DATASET CONTENT:
:::::

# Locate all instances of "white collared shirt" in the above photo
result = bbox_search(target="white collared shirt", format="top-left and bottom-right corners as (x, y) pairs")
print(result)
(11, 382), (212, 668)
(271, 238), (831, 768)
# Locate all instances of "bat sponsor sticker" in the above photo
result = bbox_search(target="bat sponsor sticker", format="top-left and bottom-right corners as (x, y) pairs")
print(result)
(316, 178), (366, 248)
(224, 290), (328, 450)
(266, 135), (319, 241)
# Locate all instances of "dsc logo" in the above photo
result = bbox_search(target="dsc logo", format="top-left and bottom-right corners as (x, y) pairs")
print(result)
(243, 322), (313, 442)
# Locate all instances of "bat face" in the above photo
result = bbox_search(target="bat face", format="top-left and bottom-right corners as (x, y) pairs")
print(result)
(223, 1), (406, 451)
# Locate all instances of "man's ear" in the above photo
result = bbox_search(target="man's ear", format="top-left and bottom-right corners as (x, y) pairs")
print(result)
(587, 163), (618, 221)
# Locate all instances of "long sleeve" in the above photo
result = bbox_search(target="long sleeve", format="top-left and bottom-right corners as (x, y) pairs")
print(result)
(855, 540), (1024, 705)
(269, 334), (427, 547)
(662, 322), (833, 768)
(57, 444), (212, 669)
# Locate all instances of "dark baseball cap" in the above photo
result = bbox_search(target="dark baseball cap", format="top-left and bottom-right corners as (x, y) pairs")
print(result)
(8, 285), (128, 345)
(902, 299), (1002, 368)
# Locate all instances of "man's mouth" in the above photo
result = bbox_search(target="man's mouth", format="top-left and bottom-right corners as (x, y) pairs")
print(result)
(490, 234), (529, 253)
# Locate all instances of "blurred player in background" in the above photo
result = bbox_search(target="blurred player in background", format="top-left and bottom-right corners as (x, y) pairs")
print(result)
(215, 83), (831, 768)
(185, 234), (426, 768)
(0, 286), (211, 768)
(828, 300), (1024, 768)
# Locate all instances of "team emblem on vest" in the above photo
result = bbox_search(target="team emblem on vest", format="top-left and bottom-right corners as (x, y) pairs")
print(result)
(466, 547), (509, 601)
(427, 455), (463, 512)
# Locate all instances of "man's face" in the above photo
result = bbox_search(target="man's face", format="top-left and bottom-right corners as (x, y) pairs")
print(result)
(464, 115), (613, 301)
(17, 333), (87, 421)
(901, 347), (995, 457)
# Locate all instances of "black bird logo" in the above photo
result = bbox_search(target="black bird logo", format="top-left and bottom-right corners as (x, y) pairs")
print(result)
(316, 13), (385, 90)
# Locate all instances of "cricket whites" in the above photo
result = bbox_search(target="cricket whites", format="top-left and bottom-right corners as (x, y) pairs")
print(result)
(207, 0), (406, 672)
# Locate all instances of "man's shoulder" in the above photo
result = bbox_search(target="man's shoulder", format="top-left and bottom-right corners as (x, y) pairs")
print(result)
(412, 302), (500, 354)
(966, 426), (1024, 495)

:::::

WHAT YOU SHOULD DO: Please reproduce all of the records above, line for line and without any changes.

RIGHT ANSWER:
# Locate all instances of "white collared shirt" in the above photo
result = bbox_search(target="white collared shirt", format="top-left and bottom-right corners as (x, y) pairs")
print(result)
(11, 382), (212, 668)
(271, 238), (831, 768)
# Locate all instances of "bat sponsor sticker" in the above photo
result = bbox_search(target="bat sponsor sticker", format="top-left and bottom-right corners as (x, y) pairs")
print(result)
(316, 178), (366, 248)
(224, 290), (328, 450)
(266, 135), (319, 241)
# Locate all instances of "dsc logo" in the above photo
result = bbox_search(target="dsc logo", format="top-left and bottom-right corners as (x, y) pairs")
print(result)
(243, 322), (313, 442)
# Locate all instances of "bat face" in the above photo
result = bbox_search(target="bat face", format="top-left and bottom-right corners as (x, y) pairs")
print(result)
(223, 1), (406, 451)
# Locate all instances of "man's ear" in the above photo
result = bbox_search(target="man's ear", format="top-left and bottom-right corners as (x, y) pairs")
print(result)
(587, 163), (618, 221)
# Locate all instances of "long sleeve" in the above photo
result = bbox_search(target="long sleeve", format="top-left and bottom-right corners as (x, y) pairs")
print(result)
(855, 540), (1024, 705)
(269, 334), (427, 547)
(662, 322), (833, 768)
(57, 444), (212, 669)
# Locate all instances of "dark baseball cap" in the above photo
result = bbox_search(target="dark baseball cap", format="top-left and bottom-right corners as (x, y) pairs")
print(result)
(8, 285), (128, 345)
(902, 299), (1002, 368)
# Locate all instances of "man's mouth" in the above photo
result = bbox_search(target="man's mouth", format="top-left and bottom-right corners as (x, y) pairs")
print(result)
(490, 234), (529, 253)
# Locate all instances of "blurred player in background" in the above photo
result = bbox_search(target="blurred player in background", format="top-left and bottom-right corners as (x, y) pairs")
print(result)
(215, 83), (831, 768)
(185, 234), (426, 768)
(0, 286), (211, 768)
(828, 300), (1024, 768)
# Locate all instances of "team emblem on vest" in the above photo
result = bbox_search(target="team emblem on vest", format="top-left and bottom-right corners as (x, y) pairs")
print(result)
(466, 547), (509, 601)
(427, 455), (463, 512)
# Locate all instances of "man's face" in the above photo
result = bbox_search(target="man's face", format="top-left and bottom-right corners as (x, y) pairs")
print(result)
(464, 115), (613, 301)
(17, 333), (87, 421)
(901, 347), (995, 457)
# Locate all instances of "black bird logo" in the above photo
result = bbox_search(target="black bird logo", format="top-left and bottom-right corners as (x, y) pairs")
print(result)
(316, 13), (385, 90)
# Locate all instances of "cricket whites" in the above photo
result = bbox_search(target="cricket whites", format="top-left and bottom-right corners as (x, y) pairs")
print(result)
(207, 0), (406, 672)
# Locate all instances of "man's shoulder" in the above photo
result = bbox_search(target="man's shoulder", format="top-left and bottom-right corners as (x, y) pairs")
print(result)
(412, 302), (500, 354)
(966, 426), (1024, 495)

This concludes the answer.